» PROBLEM: Count the lines in the items below that contain the string "trace". Reply with the number alone.
◇ ◇ ◇ ◇
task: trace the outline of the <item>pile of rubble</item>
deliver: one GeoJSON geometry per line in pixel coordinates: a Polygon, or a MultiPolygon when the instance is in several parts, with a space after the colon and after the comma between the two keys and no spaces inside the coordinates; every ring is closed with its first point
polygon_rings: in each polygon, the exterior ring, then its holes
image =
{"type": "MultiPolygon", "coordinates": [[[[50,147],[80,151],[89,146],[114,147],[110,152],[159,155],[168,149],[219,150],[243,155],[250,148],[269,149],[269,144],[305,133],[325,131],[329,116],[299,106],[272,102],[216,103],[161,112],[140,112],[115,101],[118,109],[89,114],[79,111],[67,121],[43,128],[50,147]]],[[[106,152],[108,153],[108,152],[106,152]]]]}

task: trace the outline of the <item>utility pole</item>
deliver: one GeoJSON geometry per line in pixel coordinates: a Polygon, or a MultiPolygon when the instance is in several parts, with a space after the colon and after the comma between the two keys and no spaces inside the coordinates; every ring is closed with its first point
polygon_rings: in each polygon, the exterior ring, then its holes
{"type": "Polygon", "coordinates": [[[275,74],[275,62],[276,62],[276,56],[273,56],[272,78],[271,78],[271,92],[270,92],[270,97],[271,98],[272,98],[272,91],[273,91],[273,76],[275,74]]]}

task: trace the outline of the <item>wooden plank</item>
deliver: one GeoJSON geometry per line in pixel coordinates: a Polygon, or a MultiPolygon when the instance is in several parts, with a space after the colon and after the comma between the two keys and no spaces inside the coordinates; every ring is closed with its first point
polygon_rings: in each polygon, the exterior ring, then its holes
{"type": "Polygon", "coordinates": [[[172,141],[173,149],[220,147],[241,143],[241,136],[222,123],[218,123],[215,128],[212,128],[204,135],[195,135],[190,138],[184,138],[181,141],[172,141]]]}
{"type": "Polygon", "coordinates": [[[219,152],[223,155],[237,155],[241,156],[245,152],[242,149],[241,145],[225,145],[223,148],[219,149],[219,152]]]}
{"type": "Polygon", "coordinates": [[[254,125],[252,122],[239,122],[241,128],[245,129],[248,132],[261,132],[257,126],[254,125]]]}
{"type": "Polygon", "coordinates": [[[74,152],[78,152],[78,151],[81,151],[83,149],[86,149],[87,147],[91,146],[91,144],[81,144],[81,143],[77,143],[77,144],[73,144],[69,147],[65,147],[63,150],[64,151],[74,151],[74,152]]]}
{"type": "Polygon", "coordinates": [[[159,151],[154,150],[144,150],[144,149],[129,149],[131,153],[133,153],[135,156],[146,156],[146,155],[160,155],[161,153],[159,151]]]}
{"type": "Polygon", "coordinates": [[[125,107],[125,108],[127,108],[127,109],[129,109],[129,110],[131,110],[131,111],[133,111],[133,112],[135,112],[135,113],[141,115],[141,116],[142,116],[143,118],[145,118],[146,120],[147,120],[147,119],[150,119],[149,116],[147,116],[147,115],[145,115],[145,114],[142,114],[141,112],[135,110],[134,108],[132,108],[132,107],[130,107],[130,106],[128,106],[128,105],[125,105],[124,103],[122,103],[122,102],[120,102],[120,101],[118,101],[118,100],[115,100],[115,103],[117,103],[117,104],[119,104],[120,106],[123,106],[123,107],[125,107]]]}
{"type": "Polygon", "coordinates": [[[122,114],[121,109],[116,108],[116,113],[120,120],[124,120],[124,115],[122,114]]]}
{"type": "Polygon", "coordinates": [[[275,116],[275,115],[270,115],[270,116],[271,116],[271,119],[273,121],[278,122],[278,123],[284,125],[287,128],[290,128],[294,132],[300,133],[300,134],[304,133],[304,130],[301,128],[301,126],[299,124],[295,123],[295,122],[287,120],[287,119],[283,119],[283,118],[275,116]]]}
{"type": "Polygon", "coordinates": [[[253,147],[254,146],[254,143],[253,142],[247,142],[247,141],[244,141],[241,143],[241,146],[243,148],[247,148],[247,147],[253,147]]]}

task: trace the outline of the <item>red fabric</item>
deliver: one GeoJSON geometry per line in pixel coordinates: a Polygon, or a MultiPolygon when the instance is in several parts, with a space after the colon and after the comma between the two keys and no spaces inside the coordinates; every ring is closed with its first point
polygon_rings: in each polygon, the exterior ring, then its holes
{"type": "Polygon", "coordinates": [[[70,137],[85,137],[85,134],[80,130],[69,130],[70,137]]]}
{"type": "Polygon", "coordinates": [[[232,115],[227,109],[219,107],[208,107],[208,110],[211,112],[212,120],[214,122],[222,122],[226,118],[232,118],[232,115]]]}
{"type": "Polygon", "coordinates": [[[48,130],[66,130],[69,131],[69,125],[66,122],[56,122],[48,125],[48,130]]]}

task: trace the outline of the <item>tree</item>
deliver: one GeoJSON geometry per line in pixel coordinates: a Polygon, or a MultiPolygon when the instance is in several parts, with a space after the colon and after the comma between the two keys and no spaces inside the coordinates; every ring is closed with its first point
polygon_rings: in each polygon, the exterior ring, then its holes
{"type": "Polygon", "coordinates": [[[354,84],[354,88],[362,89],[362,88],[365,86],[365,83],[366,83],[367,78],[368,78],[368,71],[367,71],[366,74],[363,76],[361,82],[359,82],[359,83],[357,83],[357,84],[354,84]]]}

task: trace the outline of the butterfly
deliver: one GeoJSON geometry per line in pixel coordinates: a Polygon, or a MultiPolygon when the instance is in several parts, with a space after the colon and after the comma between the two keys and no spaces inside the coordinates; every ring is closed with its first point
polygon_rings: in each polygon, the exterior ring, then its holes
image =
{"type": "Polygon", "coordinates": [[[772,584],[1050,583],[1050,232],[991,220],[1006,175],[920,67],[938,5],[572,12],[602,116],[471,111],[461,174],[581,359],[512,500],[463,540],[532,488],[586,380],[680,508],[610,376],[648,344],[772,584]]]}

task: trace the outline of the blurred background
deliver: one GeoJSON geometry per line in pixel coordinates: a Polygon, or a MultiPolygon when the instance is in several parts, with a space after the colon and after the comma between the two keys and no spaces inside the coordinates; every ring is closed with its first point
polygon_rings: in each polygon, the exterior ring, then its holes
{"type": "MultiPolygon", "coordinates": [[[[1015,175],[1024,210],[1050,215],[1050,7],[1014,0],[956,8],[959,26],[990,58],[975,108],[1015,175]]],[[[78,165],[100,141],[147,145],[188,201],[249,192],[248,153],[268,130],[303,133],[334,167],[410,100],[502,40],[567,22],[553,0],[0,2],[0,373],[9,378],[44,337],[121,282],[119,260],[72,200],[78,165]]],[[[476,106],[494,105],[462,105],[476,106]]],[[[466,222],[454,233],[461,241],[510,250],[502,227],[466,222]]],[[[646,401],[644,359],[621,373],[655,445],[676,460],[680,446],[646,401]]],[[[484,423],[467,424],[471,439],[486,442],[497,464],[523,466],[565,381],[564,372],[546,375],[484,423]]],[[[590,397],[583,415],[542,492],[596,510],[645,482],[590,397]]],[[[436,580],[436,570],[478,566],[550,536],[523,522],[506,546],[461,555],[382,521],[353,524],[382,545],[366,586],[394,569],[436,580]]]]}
◇ ◇ ◇ ◇
» EXERCISE RESPONSE: 7